Extracted text:
Initially, the Arlington Morning News will face minor competition from the flagging Fort Worth Star-Telegram, which still distributes some papers in the area, Jacobson says. But Belo hopes to make short work of what some are calling a "newspaper war."

"Wars? We know of wars, and of mice and men," says Osborne. "We'll do to Arlington what we did to Dallas. But until then, our advertising and subscription rates will be very competitive."

In new-car showrooms and at miniature-golf courses across Arlington, the arrival of the Arlington Morning News was hailed by business and community leaders. "It's always been the big question: If news ever happens in Arlington, will anyone read it?" asked one local business leader. "Now we'll find out."

From now on, Jacobson says, Arlingtonians can expect thorough, exhausting, and unrelentingly local coverage. "If the pope farts, we'll find an Arlington angle," he says. "War in Bosnia? What's it mean down at the Whataburger? You know what I mean?"

Please see Self-Indulgence on Page 2A

Zowie!
Astronomers have stumbled across new evidence suggesting that Arlington--and the rest of the solar system--was formed after a cataclysmic explosion often called the Big Bang. For more information on Arlington's

cosmic origins, please
see page 2A.
READER'S GUIDE FOR YOUR BRAND-NEW ARLINGTON MORNING NEWS Welcome to the Arlington Morning News. Your new newspaper will be nothing if not user-friendly. Arlington has a special charm, and we pledge to do our best chronicling the lives of our new neighbors and friends. To make it easier for our readers, we've prepared this helpful guide, which you might want to clip and save. (Take care with those scissors!)

GETTING ALONG: If you are a public official, advertiser, or well-connected citizen, and one of our reporters is bothering you about an arrest, tax-fraud scheme, embarrassing photograph, or sitting grand jury, we'd like to know. Please call 666-VETO.

If you are an advertiser who wishes to place a story in the paper or have an unflattering story killed, please call 666-GARY.

If you are an elected official seeking our support in a contested race, or a businessman seeking public financing for a private development project, please call 1-800-KIS-BURL.

 

SPORTS SCORES: Area coaches and parents are encouraged to call in scores and details from all events, including baseball, kick the can, soccer, air hockey, basketball, and goat roping. Please call 666-GAME.

DAILY CALENDAR: We want all of our readers to share in the vibrant life of our city. To list keggers, GOP teas, tractor pulls, garden-club covens, 12-step meetings, or spitting contests planned in your neighborhood, please call 666-RUBE.

ELVIS SIGHTINGS: Sightings will be published ONLY if reported independently by at least two witnesses not related by blood or marriage. Individuals may report no more than one sighting per month. Please provide as complete a description of clothing, hair style, and demeanor as possible. Call 666-LISA.

WEDDING ANNOUNCEMENTS: Will be published if the couple lives in Arlington, held their first tryst at an Arlington motel, or if one spouse shops at Nordstrom. Photographs will not be accepted from pregnant brides, but marrying cousins are OK. For assistance, please call 666-TIED.

Dataset records:
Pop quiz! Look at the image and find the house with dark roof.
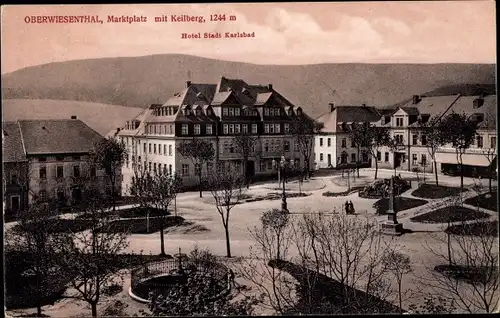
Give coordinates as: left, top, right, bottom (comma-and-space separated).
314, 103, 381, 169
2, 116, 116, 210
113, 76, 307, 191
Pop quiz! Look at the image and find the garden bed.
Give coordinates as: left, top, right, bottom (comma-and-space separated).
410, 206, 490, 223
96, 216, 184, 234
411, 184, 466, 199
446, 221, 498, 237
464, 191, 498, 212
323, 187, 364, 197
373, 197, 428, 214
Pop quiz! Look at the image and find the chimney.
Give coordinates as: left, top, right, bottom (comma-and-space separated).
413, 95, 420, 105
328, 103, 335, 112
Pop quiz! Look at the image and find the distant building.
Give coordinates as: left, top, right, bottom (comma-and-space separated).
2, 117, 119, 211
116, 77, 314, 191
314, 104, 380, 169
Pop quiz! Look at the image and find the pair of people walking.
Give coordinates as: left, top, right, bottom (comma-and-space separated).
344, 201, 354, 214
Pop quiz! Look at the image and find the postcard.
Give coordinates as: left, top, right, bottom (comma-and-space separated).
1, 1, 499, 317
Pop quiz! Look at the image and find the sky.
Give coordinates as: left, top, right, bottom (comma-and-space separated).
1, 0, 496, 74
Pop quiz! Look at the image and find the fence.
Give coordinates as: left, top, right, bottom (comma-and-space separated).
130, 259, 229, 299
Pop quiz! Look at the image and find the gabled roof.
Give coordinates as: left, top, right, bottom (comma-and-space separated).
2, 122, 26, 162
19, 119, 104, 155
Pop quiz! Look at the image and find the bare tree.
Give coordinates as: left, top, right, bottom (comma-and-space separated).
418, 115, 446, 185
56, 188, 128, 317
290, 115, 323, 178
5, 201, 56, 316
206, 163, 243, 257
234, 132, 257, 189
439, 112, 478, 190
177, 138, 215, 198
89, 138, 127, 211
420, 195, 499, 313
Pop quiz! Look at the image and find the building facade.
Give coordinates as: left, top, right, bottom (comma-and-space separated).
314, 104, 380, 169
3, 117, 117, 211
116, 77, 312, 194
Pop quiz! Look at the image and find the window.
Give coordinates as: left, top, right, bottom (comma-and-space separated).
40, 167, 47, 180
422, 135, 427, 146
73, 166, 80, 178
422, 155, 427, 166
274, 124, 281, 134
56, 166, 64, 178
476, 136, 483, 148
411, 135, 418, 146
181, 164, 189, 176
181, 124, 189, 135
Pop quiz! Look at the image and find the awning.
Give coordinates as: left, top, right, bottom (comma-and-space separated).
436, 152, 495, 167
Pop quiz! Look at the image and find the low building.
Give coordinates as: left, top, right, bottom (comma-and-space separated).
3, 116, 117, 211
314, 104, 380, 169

==

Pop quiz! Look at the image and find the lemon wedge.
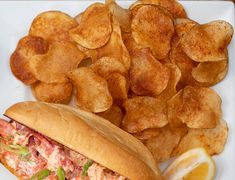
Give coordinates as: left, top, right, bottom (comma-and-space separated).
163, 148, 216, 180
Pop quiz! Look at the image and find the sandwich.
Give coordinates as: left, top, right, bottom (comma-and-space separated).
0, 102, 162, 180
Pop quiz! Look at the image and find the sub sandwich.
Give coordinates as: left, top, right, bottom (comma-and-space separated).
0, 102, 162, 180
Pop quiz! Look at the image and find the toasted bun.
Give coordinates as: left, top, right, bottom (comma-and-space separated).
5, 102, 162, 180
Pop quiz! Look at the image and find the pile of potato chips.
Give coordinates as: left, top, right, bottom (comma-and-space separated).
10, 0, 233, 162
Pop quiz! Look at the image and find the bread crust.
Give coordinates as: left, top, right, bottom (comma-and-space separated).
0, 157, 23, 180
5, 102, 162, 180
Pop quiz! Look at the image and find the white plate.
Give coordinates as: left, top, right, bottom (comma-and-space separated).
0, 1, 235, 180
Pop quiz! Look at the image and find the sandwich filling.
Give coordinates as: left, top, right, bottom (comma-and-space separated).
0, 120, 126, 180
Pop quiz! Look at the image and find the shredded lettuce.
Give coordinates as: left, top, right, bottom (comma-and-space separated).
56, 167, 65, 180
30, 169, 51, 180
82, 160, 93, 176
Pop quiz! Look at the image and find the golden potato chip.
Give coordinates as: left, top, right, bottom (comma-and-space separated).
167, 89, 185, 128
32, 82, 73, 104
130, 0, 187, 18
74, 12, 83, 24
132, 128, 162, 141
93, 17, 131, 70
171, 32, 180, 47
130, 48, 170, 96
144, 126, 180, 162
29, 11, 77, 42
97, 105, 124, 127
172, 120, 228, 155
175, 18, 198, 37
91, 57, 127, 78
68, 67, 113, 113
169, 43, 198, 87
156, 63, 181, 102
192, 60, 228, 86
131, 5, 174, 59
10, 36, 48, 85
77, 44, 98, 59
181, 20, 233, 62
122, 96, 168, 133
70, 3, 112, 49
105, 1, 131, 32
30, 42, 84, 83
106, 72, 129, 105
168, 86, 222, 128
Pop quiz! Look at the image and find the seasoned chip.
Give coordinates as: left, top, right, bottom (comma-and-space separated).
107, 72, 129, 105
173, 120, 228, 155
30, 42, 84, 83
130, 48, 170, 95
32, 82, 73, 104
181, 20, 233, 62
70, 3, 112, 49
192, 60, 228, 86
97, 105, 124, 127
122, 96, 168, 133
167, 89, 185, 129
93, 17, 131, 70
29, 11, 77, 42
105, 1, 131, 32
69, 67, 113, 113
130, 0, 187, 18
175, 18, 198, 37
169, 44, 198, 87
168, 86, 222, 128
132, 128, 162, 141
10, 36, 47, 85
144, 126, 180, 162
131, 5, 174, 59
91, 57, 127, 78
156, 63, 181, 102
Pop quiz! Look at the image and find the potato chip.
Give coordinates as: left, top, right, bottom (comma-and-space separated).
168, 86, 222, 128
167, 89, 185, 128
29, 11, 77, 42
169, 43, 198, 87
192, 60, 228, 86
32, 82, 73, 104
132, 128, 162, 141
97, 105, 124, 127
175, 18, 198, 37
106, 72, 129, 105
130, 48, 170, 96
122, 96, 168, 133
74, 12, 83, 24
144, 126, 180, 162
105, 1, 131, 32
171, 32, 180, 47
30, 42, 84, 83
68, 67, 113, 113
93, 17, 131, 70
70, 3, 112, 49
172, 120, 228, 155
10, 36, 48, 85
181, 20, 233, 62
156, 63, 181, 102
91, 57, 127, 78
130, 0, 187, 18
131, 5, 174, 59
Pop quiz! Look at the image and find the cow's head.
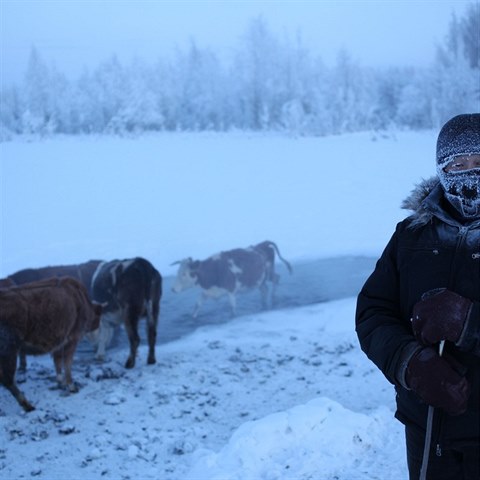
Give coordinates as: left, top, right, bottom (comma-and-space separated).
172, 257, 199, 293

* * *

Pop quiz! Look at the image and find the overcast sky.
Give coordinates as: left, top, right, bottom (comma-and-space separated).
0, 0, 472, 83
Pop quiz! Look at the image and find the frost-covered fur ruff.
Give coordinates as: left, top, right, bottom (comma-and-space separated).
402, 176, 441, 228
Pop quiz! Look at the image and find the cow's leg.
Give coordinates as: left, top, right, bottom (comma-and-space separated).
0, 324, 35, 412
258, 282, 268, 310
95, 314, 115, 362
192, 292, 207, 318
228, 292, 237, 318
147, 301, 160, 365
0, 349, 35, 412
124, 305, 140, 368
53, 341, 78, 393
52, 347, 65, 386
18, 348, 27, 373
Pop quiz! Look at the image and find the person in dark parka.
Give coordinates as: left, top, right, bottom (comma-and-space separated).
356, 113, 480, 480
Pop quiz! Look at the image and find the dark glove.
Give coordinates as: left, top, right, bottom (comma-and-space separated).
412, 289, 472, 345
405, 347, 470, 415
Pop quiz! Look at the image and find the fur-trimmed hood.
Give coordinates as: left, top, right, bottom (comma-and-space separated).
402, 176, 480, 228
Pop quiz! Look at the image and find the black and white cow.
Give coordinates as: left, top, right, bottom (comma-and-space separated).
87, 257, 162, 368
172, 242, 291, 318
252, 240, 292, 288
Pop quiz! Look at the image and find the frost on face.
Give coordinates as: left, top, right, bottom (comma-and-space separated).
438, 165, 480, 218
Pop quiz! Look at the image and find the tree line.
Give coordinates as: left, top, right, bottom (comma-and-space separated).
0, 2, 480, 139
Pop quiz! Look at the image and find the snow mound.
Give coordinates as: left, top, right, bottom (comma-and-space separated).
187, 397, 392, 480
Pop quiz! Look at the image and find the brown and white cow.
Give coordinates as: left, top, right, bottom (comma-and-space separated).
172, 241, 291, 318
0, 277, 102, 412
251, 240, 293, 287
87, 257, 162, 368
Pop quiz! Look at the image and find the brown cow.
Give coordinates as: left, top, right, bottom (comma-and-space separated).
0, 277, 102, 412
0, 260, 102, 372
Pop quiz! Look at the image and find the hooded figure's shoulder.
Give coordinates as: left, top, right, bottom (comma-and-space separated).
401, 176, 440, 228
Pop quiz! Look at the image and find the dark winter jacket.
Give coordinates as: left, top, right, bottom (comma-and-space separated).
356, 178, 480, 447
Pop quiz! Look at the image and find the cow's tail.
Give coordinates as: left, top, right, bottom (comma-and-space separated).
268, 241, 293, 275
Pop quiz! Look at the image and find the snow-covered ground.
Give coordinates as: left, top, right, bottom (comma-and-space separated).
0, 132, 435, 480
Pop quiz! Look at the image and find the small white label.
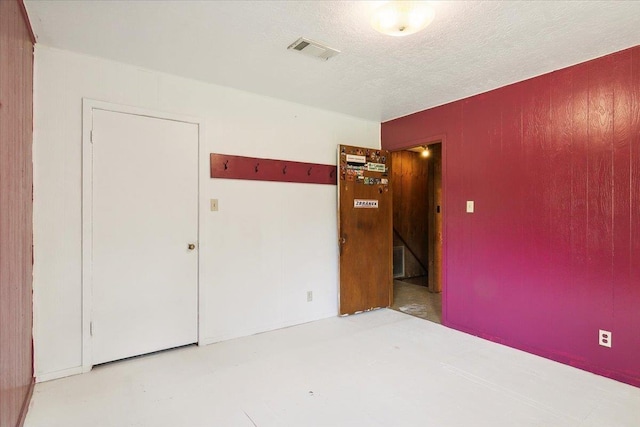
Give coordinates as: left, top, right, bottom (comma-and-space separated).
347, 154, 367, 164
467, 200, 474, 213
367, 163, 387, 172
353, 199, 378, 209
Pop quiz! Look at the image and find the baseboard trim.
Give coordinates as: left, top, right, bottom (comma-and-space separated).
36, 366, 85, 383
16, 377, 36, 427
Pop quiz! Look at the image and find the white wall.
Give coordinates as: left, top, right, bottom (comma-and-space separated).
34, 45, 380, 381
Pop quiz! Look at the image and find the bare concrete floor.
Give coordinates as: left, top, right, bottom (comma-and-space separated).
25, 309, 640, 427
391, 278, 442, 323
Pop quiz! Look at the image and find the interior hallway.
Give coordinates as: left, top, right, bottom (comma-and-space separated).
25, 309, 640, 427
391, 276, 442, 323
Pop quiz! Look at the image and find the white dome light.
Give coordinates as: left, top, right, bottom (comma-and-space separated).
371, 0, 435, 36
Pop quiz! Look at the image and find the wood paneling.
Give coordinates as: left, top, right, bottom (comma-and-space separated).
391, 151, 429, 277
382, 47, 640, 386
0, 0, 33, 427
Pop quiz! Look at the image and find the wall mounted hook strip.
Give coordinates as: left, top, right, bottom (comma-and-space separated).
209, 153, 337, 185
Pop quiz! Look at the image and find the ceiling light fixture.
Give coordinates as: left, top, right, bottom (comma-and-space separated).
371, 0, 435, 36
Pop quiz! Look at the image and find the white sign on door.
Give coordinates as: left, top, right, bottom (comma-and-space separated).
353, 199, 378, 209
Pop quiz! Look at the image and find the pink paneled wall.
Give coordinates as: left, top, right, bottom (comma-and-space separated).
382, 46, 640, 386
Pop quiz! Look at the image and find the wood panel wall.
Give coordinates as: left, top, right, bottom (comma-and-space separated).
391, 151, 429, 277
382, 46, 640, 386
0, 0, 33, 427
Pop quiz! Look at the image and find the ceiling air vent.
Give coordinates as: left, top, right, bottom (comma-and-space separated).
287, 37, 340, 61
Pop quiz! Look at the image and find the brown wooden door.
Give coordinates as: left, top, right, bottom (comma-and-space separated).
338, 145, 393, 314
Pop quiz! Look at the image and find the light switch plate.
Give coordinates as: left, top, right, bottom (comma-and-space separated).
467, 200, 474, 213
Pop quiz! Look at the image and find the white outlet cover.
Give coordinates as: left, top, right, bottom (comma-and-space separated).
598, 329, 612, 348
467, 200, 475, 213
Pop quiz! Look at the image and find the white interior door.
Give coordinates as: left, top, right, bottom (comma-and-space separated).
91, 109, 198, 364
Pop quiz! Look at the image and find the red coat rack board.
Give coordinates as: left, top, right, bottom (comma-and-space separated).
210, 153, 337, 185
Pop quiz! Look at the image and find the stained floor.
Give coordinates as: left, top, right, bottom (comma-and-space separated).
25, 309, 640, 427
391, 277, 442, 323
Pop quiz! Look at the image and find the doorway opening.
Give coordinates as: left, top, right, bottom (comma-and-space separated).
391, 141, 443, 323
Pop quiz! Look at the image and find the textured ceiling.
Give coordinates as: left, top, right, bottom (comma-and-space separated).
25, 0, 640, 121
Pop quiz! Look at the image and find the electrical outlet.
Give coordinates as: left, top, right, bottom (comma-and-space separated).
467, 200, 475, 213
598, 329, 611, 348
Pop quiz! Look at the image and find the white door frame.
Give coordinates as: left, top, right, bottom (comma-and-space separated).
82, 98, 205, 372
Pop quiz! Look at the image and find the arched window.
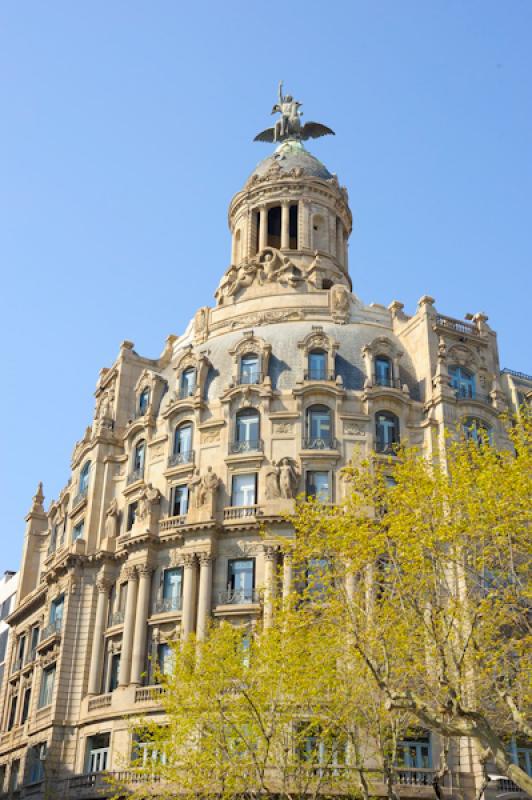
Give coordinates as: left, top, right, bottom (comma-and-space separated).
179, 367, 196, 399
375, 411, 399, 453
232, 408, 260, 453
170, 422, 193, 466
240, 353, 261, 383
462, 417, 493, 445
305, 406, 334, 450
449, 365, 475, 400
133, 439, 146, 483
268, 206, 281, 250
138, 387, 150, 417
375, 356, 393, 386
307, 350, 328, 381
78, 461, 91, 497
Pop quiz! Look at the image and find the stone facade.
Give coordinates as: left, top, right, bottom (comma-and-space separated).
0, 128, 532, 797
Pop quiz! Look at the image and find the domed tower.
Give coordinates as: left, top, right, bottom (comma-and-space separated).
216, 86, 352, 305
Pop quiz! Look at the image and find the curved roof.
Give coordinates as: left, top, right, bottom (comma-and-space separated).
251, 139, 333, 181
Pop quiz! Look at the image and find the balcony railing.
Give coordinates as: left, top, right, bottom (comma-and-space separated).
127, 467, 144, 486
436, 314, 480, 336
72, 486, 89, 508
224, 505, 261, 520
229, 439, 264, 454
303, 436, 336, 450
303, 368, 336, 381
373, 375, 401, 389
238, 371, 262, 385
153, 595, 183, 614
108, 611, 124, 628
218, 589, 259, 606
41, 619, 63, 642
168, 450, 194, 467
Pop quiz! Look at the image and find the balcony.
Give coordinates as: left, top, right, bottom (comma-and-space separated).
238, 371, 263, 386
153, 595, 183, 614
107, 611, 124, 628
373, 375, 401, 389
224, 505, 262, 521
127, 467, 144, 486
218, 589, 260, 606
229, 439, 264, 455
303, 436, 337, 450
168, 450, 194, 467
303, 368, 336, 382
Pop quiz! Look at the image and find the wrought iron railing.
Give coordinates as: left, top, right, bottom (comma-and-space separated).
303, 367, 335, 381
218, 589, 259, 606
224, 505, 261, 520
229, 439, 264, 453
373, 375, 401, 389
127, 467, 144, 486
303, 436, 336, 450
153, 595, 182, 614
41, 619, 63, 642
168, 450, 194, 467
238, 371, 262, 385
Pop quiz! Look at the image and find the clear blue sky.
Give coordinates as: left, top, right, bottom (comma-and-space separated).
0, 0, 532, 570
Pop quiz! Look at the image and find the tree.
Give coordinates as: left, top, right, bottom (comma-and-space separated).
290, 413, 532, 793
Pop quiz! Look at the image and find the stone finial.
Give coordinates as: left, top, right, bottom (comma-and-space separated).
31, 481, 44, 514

Written tasks:
1) In the Arlington Morning News piece, why did the paper put together its reader's guide? Please answer in one to three sentences.
2) According to the Arlington Morning News piece, how many witnesses must independently report an Elvis sighting before it is published?

Per-task answers:
1) The paper prepared the guide to make things easier for its readers.

2) At least two, and they must not be related by blood or marriage.